» **Given task A**
List the three moves that the fight preview passage names as Amorim's best bet if she chooses to strike.
### Passage to read
Owen also prefers to grapple, but she does have some good striking and uses her length well. Amorim will have to work to get the takedown. She might have to throw a little bit to get it. Maybe this is her chance to show that she’s more than just a grappler.
Let’s run with the idea that she might want to show some striking. Her best bet will be to stay on the outside, circle a bit, and come in from different angles. Owen is not expecting Amorim to want to strike, so this approach would throw the proverbial monkey-wrench into Owen’s plans. Meanwhile, the movement and use of those angles will add to the confusion. Owen likes to bully her way forward and throw, so those angles will also allow Amorim to sidestep the incoming fighter, move out of range, and land counters.
Ultimately, though, Amorim wants it on the ground. That’s just common sense. She’s up against a fighter that uses reach well and will possibly make it harder for Amorim to score the takedown. However, Amorim can let Owen do it for her. Let’s look at one of my own fights for an example of what I mean.
######
### Recorded data
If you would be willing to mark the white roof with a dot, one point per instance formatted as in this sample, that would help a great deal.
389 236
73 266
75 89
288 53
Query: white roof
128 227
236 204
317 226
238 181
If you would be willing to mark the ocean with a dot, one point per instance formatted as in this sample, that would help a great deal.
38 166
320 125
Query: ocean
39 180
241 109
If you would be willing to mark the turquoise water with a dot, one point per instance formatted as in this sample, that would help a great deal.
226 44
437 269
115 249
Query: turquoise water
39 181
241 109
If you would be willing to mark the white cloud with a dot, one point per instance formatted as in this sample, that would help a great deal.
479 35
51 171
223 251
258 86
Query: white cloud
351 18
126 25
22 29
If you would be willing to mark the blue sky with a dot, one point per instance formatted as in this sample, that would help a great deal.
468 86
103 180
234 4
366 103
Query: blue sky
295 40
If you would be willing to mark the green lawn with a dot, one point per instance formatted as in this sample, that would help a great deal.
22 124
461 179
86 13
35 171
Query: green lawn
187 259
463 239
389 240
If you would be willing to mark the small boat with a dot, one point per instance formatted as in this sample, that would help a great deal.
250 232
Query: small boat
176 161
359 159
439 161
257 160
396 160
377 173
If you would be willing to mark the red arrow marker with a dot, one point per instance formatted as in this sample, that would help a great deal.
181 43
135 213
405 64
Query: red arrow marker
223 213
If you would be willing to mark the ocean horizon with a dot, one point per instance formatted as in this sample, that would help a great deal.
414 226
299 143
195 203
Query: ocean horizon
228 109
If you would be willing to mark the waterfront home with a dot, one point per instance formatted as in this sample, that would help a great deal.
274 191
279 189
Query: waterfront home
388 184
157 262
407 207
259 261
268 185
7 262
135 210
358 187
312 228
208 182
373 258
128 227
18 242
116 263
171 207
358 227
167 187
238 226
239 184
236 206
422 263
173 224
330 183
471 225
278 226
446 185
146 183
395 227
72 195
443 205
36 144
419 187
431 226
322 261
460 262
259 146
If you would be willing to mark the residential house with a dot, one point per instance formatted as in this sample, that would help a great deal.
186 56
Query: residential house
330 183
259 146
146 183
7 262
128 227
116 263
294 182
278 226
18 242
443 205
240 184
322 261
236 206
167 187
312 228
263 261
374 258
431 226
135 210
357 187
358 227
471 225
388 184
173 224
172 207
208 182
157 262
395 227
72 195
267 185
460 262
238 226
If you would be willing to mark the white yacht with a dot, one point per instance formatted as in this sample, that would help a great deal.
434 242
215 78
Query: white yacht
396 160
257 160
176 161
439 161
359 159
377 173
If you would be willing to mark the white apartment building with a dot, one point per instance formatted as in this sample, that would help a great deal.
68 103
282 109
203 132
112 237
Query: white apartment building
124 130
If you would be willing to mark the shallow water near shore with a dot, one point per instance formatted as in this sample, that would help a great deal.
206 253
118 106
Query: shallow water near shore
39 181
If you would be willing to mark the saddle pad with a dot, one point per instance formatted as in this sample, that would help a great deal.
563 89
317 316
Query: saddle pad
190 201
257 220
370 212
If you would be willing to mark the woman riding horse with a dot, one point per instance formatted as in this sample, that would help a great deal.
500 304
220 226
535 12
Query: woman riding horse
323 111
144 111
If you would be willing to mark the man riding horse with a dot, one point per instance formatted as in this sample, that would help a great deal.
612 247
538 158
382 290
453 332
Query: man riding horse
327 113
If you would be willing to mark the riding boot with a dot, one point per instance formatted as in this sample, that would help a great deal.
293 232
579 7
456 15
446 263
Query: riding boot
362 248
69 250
######
» **Given task B**
Format the lines of the listing from the line containing "If you would be willing to mark the white apartment" through the end of the listing, both included, as a Markdown table with the columns Row and Line, omitting any blank lines.

» **Exercise output A**
- stay on the outside
- circle a bit
- come in from different angles

» **Exercise output B**
| Row | Line |
|---|---|
| 1 | If you would be willing to mark the white apartment building with a dot, one point per instance formatted as in this sample, that would help a great deal. |
| 2 | 68 103 |
| 3 | 282 109 |
| 4 | 203 132 |
| 5 | 112 237 |
| 6 | Query: white apartment building |
| 7 | 124 130 |
| 8 | If you would be willing to mark the shallow water near shore with a dot, one point per instance formatted as in this sample, that would help a great deal. |
| 9 | 206 253 |
| 10 | 118 106 |
| 11 | Query: shallow water near shore |
| 12 | 39 181 |
| 13 | If you would be willing to mark the saddle pad with a dot, one point per instance formatted as in this sample, that would help a great deal. |
| 14 | 563 89 |
| 15 | 317 316 |
| 16 | Query: saddle pad |
| 17 | 190 201 |
| 18 | 257 220 |
| 19 | 370 212 |
| 20 | If you would be willing to mark the woman riding horse with a dot, one point per instance formatted as in this sample, that would help a great deal. |
| 21 | 500 304 |
| 22 | 220 226 |
| 23 | 535 12 |
| 24 | Query: woman riding horse |
| 25 | 323 111 |
| 26 | 144 111 |
| 27 | If you would be willing to mark the man riding horse with a dot, one point per instance formatted as in this sample, that would help a great deal. |
| 28 | 612 247 |
| 29 | 538 158 |
| 30 | 382 290 |
| 31 | 453 332 |
| 32 | Query: man riding horse |
| 33 | 327 113 |
| 34 | If you would be willing to mark the riding boot with a dot, one point per instance formatted as in this sample, that would help a great deal. |
| 35 | 293 232 |
| 36 | 579 7 |
| 37 | 456 15 |
| 38 | 446 263 |
| 39 | Query: riding boot |
| 40 | 362 248 |
| 41 | 69 250 |